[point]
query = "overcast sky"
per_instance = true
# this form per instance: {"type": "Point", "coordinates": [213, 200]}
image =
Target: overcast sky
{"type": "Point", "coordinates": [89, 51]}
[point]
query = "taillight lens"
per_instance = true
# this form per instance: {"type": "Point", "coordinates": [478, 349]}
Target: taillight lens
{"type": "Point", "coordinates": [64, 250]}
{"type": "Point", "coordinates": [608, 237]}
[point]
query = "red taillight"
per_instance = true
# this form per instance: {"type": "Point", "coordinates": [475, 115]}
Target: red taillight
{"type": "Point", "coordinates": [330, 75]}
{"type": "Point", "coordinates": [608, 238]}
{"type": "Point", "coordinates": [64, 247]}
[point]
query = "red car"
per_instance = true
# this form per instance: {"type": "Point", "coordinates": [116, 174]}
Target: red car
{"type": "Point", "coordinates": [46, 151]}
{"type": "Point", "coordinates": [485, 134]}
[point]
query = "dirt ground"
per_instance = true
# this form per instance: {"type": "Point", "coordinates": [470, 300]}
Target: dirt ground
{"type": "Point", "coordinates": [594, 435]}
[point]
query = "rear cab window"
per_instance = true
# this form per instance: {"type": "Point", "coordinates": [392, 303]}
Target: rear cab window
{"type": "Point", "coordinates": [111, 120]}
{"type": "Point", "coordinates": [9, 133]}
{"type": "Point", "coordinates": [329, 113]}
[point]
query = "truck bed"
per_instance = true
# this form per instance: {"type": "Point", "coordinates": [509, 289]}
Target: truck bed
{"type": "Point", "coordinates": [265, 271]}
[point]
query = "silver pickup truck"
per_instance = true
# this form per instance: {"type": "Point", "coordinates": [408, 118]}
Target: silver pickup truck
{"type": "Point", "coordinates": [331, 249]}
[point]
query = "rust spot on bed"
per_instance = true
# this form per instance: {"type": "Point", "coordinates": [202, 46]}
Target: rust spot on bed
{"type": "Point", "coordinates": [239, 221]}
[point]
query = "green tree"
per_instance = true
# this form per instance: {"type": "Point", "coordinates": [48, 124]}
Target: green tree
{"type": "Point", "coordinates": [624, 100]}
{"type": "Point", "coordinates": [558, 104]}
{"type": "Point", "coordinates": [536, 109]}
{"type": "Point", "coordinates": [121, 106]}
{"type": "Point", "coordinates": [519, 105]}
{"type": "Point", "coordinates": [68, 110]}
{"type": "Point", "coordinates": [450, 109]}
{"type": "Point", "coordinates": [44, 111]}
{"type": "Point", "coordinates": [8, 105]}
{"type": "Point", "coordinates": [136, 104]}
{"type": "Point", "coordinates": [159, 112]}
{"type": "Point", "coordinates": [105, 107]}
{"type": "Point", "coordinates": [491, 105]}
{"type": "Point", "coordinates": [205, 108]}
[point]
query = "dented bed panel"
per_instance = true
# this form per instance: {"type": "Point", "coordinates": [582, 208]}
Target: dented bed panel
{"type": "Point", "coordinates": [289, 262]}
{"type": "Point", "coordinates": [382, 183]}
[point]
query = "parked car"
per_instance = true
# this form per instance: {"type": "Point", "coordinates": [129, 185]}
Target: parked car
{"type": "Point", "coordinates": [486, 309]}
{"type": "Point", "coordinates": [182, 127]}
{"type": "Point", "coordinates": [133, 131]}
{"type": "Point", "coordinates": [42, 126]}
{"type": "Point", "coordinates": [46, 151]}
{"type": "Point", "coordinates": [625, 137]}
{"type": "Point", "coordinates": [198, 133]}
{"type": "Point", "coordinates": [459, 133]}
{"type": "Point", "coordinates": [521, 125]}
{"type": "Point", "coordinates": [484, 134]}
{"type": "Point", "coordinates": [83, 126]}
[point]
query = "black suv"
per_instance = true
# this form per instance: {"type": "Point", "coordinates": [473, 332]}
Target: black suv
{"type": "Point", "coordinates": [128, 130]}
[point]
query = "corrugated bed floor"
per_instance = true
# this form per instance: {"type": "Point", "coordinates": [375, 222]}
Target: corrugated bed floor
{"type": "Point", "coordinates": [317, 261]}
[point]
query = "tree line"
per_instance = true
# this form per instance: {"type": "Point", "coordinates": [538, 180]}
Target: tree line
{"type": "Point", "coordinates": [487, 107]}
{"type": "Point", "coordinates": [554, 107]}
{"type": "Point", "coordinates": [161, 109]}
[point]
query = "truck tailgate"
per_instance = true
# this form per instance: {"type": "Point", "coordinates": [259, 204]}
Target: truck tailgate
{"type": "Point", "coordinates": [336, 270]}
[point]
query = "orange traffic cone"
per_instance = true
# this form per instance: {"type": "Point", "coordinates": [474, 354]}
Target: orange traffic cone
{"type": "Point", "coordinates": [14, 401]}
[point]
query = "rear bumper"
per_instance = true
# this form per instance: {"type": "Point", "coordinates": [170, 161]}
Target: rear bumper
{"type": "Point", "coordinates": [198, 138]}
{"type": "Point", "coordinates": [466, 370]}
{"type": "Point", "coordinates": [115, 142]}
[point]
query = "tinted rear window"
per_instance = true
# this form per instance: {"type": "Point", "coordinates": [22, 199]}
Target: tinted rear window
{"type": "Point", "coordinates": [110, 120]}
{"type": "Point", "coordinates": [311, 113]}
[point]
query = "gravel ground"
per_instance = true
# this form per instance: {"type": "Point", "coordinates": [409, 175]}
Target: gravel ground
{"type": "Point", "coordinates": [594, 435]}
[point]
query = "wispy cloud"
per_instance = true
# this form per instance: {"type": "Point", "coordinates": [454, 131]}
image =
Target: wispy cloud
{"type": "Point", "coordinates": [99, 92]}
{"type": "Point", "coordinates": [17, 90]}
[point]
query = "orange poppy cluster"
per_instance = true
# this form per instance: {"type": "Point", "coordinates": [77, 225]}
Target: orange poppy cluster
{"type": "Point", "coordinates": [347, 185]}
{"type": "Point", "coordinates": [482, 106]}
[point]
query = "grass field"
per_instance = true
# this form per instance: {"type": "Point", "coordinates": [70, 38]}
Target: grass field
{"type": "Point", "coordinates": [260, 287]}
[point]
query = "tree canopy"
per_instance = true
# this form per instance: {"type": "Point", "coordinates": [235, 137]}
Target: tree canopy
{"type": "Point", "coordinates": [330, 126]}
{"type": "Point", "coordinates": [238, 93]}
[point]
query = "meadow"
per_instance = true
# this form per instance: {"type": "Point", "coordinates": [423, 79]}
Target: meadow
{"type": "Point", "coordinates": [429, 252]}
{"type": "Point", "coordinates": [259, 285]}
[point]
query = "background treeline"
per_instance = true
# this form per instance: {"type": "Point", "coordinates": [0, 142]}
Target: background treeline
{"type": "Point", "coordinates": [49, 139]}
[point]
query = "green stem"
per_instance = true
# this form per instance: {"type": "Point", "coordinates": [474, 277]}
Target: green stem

┄┄┄┄┄┄┄┄┄┄

> _The request_
Copy out the whole listing exactly.

> _Full output_
[point]
query = "overcast sky"
per_instance = true
# this form per instance: {"type": "Point", "coordinates": [213, 200]}
image =
Target: overcast sky
{"type": "Point", "coordinates": [89, 51]}
[point]
query = "taillight lens"
per_instance = true
# this form per instance: {"type": "Point", "coordinates": [478, 349]}
Target: taillight lens
{"type": "Point", "coordinates": [64, 250]}
{"type": "Point", "coordinates": [608, 237]}
[point]
query = "red taillight"
per_instance = true
# this form per instance: {"type": "Point", "coordinates": [475, 115]}
Target: red taillight
{"type": "Point", "coordinates": [330, 75]}
{"type": "Point", "coordinates": [608, 238]}
{"type": "Point", "coordinates": [64, 247]}
[point]
query = "red car"
per_instance = true
# this form per instance: {"type": "Point", "coordinates": [116, 174]}
Target: red car
{"type": "Point", "coordinates": [46, 151]}
{"type": "Point", "coordinates": [485, 134]}
[point]
query = "dirt ground"
per_instance = true
# this form per instance: {"type": "Point", "coordinates": [470, 300]}
Target: dirt ground
{"type": "Point", "coordinates": [594, 435]}
[point]
query = "rear cab window"
per_instance = true
# this form per instance: {"type": "Point", "coordinates": [392, 303]}
Target: rear cab window
{"type": "Point", "coordinates": [111, 120]}
{"type": "Point", "coordinates": [9, 133]}
{"type": "Point", "coordinates": [329, 113]}
[point]
query = "truck bed"
per_instance = true
# this form per instance: {"type": "Point", "coordinates": [509, 289]}
Target: truck bed
{"type": "Point", "coordinates": [265, 271]}
[point]
query = "silver pickup truck"
per_instance = true
# this form per instance: {"type": "Point", "coordinates": [408, 118]}
Target: silver pickup truck
{"type": "Point", "coordinates": [331, 249]}
[point]
query = "rust spot on bed"
per_instance = true
# this form per instance: {"type": "Point", "coordinates": [202, 46]}
Target: rust spot on bed
{"type": "Point", "coordinates": [239, 221]}
[point]
query = "green tree"
per_instance = true
# this form per instance: {"type": "Point", "coordinates": [48, 124]}
Target: green tree
{"type": "Point", "coordinates": [624, 100]}
{"type": "Point", "coordinates": [558, 104]}
{"type": "Point", "coordinates": [536, 109]}
{"type": "Point", "coordinates": [121, 106]}
{"type": "Point", "coordinates": [519, 105]}
{"type": "Point", "coordinates": [68, 110]}
{"type": "Point", "coordinates": [450, 109]}
{"type": "Point", "coordinates": [44, 111]}
{"type": "Point", "coordinates": [8, 105]}
{"type": "Point", "coordinates": [136, 104]}
{"type": "Point", "coordinates": [159, 112]}
{"type": "Point", "coordinates": [105, 107]}
{"type": "Point", "coordinates": [491, 105]}
{"type": "Point", "coordinates": [205, 108]}
[point]
query = "dented bed panel"
per_instance = true
# this form per instance: {"type": "Point", "coordinates": [582, 208]}
Target: dented bed panel
{"type": "Point", "coordinates": [289, 262]}
{"type": "Point", "coordinates": [382, 183]}
[point]
query = "parked car"
per_instance = true
# this form per instance: {"type": "Point", "coordinates": [129, 185]}
Target: parked car
{"type": "Point", "coordinates": [486, 309]}
{"type": "Point", "coordinates": [182, 127]}
{"type": "Point", "coordinates": [133, 131]}
{"type": "Point", "coordinates": [42, 126]}
{"type": "Point", "coordinates": [46, 151]}
{"type": "Point", "coordinates": [625, 137]}
{"type": "Point", "coordinates": [198, 133]}
{"type": "Point", "coordinates": [459, 133]}
{"type": "Point", "coordinates": [521, 125]}
{"type": "Point", "coordinates": [484, 134]}
{"type": "Point", "coordinates": [83, 126]}
[point]
query = "black suv"
per_instance = true
# this form per instance: {"type": "Point", "coordinates": [473, 332]}
Target: black suv
{"type": "Point", "coordinates": [128, 130]}
[point]
query = "corrugated bed floor"
per_instance = true
# this form per instance: {"type": "Point", "coordinates": [375, 222]}
Target: corrugated bed floor
{"type": "Point", "coordinates": [317, 261]}
[point]
query = "tree line"
per_instance = true
# this form per instance: {"type": "Point", "coordinates": [538, 180]}
Target: tree line
{"type": "Point", "coordinates": [487, 107]}
{"type": "Point", "coordinates": [554, 107]}
{"type": "Point", "coordinates": [161, 109]}
[point]
query = "truck tailgate"
per_instance = true
# this form per instance: {"type": "Point", "coordinates": [259, 204]}
Target: truck tailgate
{"type": "Point", "coordinates": [336, 270]}
[point]
query = "orange traffic cone"
per_instance = true
# this form per instance: {"type": "Point", "coordinates": [474, 354]}
Target: orange traffic cone
{"type": "Point", "coordinates": [14, 401]}
[point]
query = "rear bumper"
per_instance = true
# this form per instance: {"type": "Point", "coordinates": [170, 161]}
Target: rear bumper
{"type": "Point", "coordinates": [198, 138]}
{"type": "Point", "coordinates": [466, 370]}
{"type": "Point", "coordinates": [115, 142]}
[point]
query = "tinted rear window"
per_instance = true
# this form per instance: {"type": "Point", "coordinates": [22, 199]}
Target: tinted rear window
{"type": "Point", "coordinates": [110, 120]}
{"type": "Point", "coordinates": [311, 113]}
[point]
query = "gravel ground"
per_instance = true
# this form per instance: {"type": "Point", "coordinates": [409, 175]}
Target: gravel ground
{"type": "Point", "coordinates": [594, 435]}
[point]
query = "wispy cloud"
per_instance = true
# this form per instance: {"type": "Point", "coordinates": [454, 131]}
image =
Target: wispy cloud
{"type": "Point", "coordinates": [99, 92]}
{"type": "Point", "coordinates": [17, 90]}
[point]
query = "orange poppy cluster"
per_instance = true
# this form per instance: {"type": "Point", "coordinates": [77, 225]}
Target: orange poppy cluster
{"type": "Point", "coordinates": [347, 185]}
{"type": "Point", "coordinates": [482, 106]}
[point]
query = "grass field"
per_instance = true
# this form per instance: {"type": "Point", "coordinates": [70, 38]}
Target: grass field
{"type": "Point", "coordinates": [260, 287]}
[point]
query = "tree canopy"
per_instance = true
# this form per instance: {"type": "Point", "coordinates": [235, 137]}
Target: tree canopy
{"type": "Point", "coordinates": [330, 126]}
{"type": "Point", "coordinates": [238, 93]}
[point]
query = "meadow"
per_instance = true
# this form per instance: {"type": "Point", "coordinates": [423, 79]}
Target: meadow
{"type": "Point", "coordinates": [429, 252]}
{"type": "Point", "coordinates": [259, 285]}
[point]
query = "background treeline"
per_instance = true
# this form per instance: {"type": "Point", "coordinates": [0, 142]}
Target: background treeline
{"type": "Point", "coordinates": [49, 139]}
[point]
query = "green stem"
per_instance = true
# this form per instance: {"type": "Point", "coordinates": [474, 277]}
Target: green stem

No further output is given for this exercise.